(Phrase grounding data)
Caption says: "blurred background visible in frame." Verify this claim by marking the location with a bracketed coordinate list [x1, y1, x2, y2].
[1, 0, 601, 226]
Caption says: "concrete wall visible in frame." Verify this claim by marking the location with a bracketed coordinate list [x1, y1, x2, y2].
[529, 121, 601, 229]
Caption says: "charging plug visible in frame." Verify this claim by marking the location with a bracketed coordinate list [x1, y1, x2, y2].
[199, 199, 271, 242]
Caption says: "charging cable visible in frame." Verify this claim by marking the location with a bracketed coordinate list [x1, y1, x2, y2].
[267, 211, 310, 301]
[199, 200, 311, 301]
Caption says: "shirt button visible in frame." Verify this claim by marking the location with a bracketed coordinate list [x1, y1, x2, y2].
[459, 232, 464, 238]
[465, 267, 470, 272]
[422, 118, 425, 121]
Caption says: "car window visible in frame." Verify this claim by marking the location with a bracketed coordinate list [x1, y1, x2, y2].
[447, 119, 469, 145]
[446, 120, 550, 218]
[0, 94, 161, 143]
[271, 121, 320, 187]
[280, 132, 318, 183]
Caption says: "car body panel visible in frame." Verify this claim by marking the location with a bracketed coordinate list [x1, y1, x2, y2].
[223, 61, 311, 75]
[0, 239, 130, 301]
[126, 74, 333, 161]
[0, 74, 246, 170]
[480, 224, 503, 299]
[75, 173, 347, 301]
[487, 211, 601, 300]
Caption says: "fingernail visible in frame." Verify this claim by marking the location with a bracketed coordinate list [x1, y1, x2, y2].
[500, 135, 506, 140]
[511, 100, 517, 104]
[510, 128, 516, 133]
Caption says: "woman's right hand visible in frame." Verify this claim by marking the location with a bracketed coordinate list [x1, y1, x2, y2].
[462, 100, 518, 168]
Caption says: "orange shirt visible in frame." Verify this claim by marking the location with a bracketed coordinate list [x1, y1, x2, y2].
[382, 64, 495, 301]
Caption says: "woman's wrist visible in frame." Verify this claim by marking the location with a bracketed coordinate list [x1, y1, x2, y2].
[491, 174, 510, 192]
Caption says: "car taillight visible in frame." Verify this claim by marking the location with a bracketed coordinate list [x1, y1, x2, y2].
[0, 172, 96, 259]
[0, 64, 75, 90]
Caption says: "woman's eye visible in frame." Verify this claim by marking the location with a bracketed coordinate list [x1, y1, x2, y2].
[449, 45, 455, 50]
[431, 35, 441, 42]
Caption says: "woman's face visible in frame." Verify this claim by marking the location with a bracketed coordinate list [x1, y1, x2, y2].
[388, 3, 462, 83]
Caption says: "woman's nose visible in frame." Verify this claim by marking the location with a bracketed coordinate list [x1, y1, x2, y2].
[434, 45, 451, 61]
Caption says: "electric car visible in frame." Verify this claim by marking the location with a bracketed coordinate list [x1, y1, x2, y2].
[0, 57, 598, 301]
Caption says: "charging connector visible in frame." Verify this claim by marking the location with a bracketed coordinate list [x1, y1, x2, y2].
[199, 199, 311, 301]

- What the task asks
The answer must be the lines from the one containing "connector visible in" through the last line of the records, written out exactly; please include nothing more.

- Output for this exercise
Caption says: "charging connector visible in frame." Verify this claim by marking the location with a bracketed coordinate list [x1, y1, x2, y2].
[199, 199, 311, 301]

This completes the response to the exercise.